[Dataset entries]

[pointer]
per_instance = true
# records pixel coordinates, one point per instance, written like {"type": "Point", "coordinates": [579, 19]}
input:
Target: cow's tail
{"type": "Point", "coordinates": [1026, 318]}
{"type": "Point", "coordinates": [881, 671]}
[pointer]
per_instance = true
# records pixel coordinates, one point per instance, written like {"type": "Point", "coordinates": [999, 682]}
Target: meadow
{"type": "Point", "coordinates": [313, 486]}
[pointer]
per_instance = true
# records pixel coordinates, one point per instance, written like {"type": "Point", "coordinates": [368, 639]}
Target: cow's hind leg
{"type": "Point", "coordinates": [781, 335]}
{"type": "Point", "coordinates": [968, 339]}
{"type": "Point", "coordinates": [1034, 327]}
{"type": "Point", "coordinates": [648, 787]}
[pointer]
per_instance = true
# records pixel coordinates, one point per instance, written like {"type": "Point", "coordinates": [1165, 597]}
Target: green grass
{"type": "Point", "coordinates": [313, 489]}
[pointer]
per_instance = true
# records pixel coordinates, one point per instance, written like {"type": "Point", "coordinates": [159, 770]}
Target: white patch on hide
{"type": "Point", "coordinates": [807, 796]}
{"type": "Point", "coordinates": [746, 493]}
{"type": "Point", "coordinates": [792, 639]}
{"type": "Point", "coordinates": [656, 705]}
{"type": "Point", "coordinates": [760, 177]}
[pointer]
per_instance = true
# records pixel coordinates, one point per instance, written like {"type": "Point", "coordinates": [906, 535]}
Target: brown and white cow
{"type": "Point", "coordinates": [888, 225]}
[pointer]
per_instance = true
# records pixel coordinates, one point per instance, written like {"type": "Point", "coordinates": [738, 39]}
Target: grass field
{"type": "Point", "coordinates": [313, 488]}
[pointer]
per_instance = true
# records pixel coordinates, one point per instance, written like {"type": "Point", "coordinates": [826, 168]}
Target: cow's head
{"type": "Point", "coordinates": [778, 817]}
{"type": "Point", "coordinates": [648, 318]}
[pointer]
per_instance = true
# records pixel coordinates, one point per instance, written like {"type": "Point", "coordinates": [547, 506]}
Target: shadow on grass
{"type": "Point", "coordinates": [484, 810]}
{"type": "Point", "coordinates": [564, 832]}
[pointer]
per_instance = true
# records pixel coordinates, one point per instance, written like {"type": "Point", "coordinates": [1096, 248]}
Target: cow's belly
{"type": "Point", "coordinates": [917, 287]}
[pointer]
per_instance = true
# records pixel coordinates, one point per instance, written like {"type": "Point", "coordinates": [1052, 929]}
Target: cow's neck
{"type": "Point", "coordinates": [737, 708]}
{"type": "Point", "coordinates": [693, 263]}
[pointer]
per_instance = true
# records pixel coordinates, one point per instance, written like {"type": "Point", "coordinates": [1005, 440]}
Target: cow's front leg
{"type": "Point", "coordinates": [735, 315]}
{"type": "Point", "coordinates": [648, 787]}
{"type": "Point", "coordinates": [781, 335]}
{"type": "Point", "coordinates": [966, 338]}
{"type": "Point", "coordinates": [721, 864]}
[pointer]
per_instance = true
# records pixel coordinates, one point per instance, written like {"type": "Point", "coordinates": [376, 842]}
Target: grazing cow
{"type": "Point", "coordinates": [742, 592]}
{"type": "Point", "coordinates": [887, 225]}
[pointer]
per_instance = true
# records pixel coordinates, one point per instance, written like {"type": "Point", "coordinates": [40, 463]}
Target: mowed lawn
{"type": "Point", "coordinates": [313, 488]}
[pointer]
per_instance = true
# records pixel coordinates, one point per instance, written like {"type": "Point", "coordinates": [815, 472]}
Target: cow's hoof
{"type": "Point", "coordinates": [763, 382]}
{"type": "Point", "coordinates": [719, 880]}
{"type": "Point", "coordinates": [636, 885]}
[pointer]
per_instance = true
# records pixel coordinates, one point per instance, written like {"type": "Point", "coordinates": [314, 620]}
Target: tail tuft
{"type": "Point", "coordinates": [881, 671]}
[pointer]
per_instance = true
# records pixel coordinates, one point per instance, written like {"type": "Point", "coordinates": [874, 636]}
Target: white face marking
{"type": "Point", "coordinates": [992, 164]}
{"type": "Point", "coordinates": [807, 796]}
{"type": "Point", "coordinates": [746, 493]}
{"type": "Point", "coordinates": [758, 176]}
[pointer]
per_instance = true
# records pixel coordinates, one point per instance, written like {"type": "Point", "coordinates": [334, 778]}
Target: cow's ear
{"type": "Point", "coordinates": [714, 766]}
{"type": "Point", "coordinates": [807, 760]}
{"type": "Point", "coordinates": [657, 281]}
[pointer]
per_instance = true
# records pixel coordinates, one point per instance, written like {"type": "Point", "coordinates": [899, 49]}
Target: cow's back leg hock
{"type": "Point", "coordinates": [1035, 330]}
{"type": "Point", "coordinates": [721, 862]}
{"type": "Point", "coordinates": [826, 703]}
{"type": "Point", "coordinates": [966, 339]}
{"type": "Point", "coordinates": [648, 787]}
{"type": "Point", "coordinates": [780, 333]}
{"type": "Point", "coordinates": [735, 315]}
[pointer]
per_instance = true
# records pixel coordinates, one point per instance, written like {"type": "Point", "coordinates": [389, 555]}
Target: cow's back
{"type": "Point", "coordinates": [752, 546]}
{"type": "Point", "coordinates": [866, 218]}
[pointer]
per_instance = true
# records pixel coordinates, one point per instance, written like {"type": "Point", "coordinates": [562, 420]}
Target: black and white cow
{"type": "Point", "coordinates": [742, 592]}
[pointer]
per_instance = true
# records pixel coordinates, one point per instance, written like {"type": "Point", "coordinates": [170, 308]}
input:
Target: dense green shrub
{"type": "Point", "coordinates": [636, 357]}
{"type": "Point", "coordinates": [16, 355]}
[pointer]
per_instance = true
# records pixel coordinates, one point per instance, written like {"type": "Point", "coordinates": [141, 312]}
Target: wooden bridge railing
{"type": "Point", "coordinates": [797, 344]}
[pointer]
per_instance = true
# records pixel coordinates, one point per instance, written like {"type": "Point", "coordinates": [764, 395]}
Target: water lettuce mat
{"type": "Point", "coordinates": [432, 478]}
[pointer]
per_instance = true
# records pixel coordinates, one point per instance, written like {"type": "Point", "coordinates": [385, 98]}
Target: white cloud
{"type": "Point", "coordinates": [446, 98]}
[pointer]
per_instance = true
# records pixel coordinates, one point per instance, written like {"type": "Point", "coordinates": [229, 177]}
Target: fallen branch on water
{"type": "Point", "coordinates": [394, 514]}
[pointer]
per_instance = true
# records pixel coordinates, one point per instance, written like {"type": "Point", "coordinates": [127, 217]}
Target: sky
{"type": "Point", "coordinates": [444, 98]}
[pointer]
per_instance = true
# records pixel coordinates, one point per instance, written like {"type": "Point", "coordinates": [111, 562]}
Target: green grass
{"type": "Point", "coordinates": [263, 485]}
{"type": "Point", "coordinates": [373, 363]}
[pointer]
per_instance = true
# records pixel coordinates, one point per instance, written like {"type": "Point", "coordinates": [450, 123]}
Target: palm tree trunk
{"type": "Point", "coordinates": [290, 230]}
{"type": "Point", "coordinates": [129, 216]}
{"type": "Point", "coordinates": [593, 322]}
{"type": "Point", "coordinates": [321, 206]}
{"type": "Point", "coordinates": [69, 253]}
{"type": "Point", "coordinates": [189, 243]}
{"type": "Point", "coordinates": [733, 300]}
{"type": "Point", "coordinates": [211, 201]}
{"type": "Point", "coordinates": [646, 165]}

■ How to complete this task
Having gone through the data above, repeat it exactly.

■ Reply to the task
[pointer]
per_instance = true
# records pixel coordinates, one point per instance, written like {"type": "Point", "coordinates": [579, 19]}
input:
Target: cow's tail
{"type": "Point", "coordinates": [1026, 318]}
{"type": "Point", "coordinates": [881, 671]}
[pointer]
per_instance = true
# records pixel coordinates, one point per instance, written like {"type": "Point", "coordinates": [999, 682]}
Target: meadow
{"type": "Point", "coordinates": [313, 486]}
[pointer]
per_instance = true
# records pixel coordinates, one point per instance, written like {"type": "Point", "coordinates": [368, 639]}
Target: cow's hind leg
{"type": "Point", "coordinates": [781, 335]}
{"type": "Point", "coordinates": [968, 339]}
{"type": "Point", "coordinates": [1034, 327]}
{"type": "Point", "coordinates": [648, 787]}
[pointer]
per_instance = true
# records pixel coordinates, one point per instance, written like {"type": "Point", "coordinates": [1165, 597]}
Target: green grass
{"type": "Point", "coordinates": [313, 489]}
[pointer]
per_instance = true
# records pixel coordinates, one point per instance, written like {"type": "Point", "coordinates": [159, 770]}
Target: white patch on hide
{"type": "Point", "coordinates": [807, 796]}
{"type": "Point", "coordinates": [746, 493]}
{"type": "Point", "coordinates": [792, 639]}
{"type": "Point", "coordinates": [656, 705]}
{"type": "Point", "coordinates": [760, 177]}
[pointer]
per_instance = true
# records pixel coordinates, one point per instance, written like {"type": "Point", "coordinates": [906, 535]}
Target: brown and white cow
{"type": "Point", "coordinates": [888, 225]}
[pointer]
per_instance = true
# records pixel coordinates, one point per instance, written like {"type": "Point", "coordinates": [738, 39]}
Target: grass field
{"type": "Point", "coordinates": [313, 488]}
[pointer]
per_instance = true
# records pixel coordinates, one point per instance, written like {"type": "Point", "coordinates": [826, 168]}
Target: cow's head
{"type": "Point", "coordinates": [778, 817]}
{"type": "Point", "coordinates": [648, 318]}
[pointer]
per_instance = true
# records pixel coordinates, one point per instance, written like {"type": "Point", "coordinates": [547, 506]}
Target: shadow on grass
{"type": "Point", "coordinates": [484, 810]}
{"type": "Point", "coordinates": [564, 832]}
[pointer]
per_instance = true
# records pixel coordinates, one point per instance, written like {"type": "Point", "coordinates": [1096, 248]}
Target: cow's belly
{"type": "Point", "coordinates": [917, 287]}
[pointer]
per_instance = true
# records pixel coordinates, one point per instance, written like {"type": "Point", "coordinates": [1052, 929]}
Target: cow's neck
{"type": "Point", "coordinates": [737, 708]}
{"type": "Point", "coordinates": [693, 263]}
[pointer]
per_instance = true
# records pixel coordinates, one point per instance, written like {"type": "Point", "coordinates": [1005, 440]}
Target: cow's front leg
{"type": "Point", "coordinates": [735, 315]}
{"type": "Point", "coordinates": [648, 787]}
{"type": "Point", "coordinates": [781, 335]}
{"type": "Point", "coordinates": [966, 338]}
{"type": "Point", "coordinates": [721, 864]}
[pointer]
per_instance = true
# records pixel coordinates, one point per instance, written like {"type": "Point", "coordinates": [376, 842]}
Target: grazing cow
{"type": "Point", "coordinates": [742, 592]}
{"type": "Point", "coordinates": [887, 225]}
[pointer]
per_instance = true
# records pixel coordinates, one point per instance, written like {"type": "Point", "coordinates": [40, 463]}
Target: mowed lawn
{"type": "Point", "coordinates": [313, 488]}
[pointer]
per_instance = true
# records pixel coordinates, one point per instance, written like {"type": "Point", "coordinates": [815, 472]}
Target: cow's hoof
{"type": "Point", "coordinates": [763, 382]}
{"type": "Point", "coordinates": [719, 880]}
{"type": "Point", "coordinates": [636, 885]}
[pointer]
per_instance = true
# records pixel coordinates, one point per instance, written like {"type": "Point", "coordinates": [314, 620]}
Target: tail tuft
{"type": "Point", "coordinates": [881, 671]}
[pointer]
per_instance = true
# records pixel coordinates, one point per instance, written like {"type": "Point", "coordinates": [874, 636]}
Target: white face marking
{"type": "Point", "coordinates": [992, 164]}
{"type": "Point", "coordinates": [807, 796]}
{"type": "Point", "coordinates": [746, 493]}
{"type": "Point", "coordinates": [758, 176]}
[pointer]
per_instance = true
# records pixel coordinates, one point per instance, written like {"type": "Point", "coordinates": [334, 778]}
Target: cow's ear
{"type": "Point", "coordinates": [714, 766]}
{"type": "Point", "coordinates": [807, 760]}
{"type": "Point", "coordinates": [657, 281]}
[pointer]
per_instance = true
# records pixel coordinates, one point per instance, written like {"type": "Point", "coordinates": [899, 49]}
Target: cow's back leg hock
{"type": "Point", "coordinates": [1035, 330]}
{"type": "Point", "coordinates": [721, 862]}
{"type": "Point", "coordinates": [826, 703]}
{"type": "Point", "coordinates": [966, 339]}
{"type": "Point", "coordinates": [648, 787]}
{"type": "Point", "coordinates": [780, 333]}
{"type": "Point", "coordinates": [735, 315]}
[pointer]
per_instance = true
# records pixel coordinates, one point per instance, written like {"type": "Point", "coordinates": [389, 555]}
Target: cow's back
{"type": "Point", "coordinates": [752, 546]}
{"type": "Point", "coordinates": [866, 218]}
[pointer]
per_instance = true
# records pixel coordinates, one point per instance, written like {"type": "Point", "coordinates": [562, 420]}
Target: black and white cow
{"type": "Point", "coordinates": [742, 592]}
[pointer]
per_instance = true
# records pixel coordinates, one point per instance, written like {"type": "Point", "coordinates": [170, 308]}
input:
Target: dense green shrub
{"type": "Point", "coordinates": [636, 357]}
{"type": "Point", "coordinates": [16, 355]}
[pointer]
per_instance = true
# records pixel coordinates, one point per instance, written like {"type": "Point", "coordinates": [141, 312]}
Target: wooden bridge railing
{"type": "Point", "coordinates": [797, 344]}
[pointer]
per_instance = true
# records pixel coordinates, one point per instance, written like {"type": "Point", "coordinates": [764, 395]}
Target: water lettuce mat
{"type": "Point", "coordinates": [432, 478]}
[pointer]
per_instance = true
# records pixel coordinates, one point per instance, written like {"type": "Point", "coordinates": [385, 98]}
Target: white cloud
{"type": "Point", "coordinates": [446, 98]}
[pointer]
per_instance = true
# records pixel coordinates, one point per instance, written like {"type": "Point", "coordinates": [229, 177]}
Target: fallen branch on water
{"type": "Point", "coordinates": [394, 514]}
[pointer]
per_instance = true
# records pixel coordinates, one point per instance, written like {"type": "Point", "coordinates": [127, 217]}
Target: sky
{"type": "Point", "coordinates": [444, 98]}
[pointer]
per_instance = true
# records pixel coordinates, one point per instance, written like {"type": "Point", "coordinates": [111, 562]}
Target: green grass
{"type": "Point", "coordinates": [263, 485]}
{"type": "Point", "coordinates": [373, 363]}
[pointer]
per_instance = true
# records pixel coordinates, one point per instance, written like {"type": "Point", "coordinates": [450, 123]}
Target: palm tree trunk
{"type": "Point", "coordinates": [290, 230]}
{"type": "Point", "coordinates": [129, 216]}
{"type": "Point", "coordinates": [593, 322]}
{"type": "Point", "coordinates": [321, 206]}
{"type": "Point", "coordinates": [69, 253]}
{"type": "Point", "coordinates": [189, 243]}
{"type": "Point", "coordinates": [733, 300]}
{"type": "Point", "coordinates": [211, 201]}
{"type": "Point", "coordinates": [646, 165]}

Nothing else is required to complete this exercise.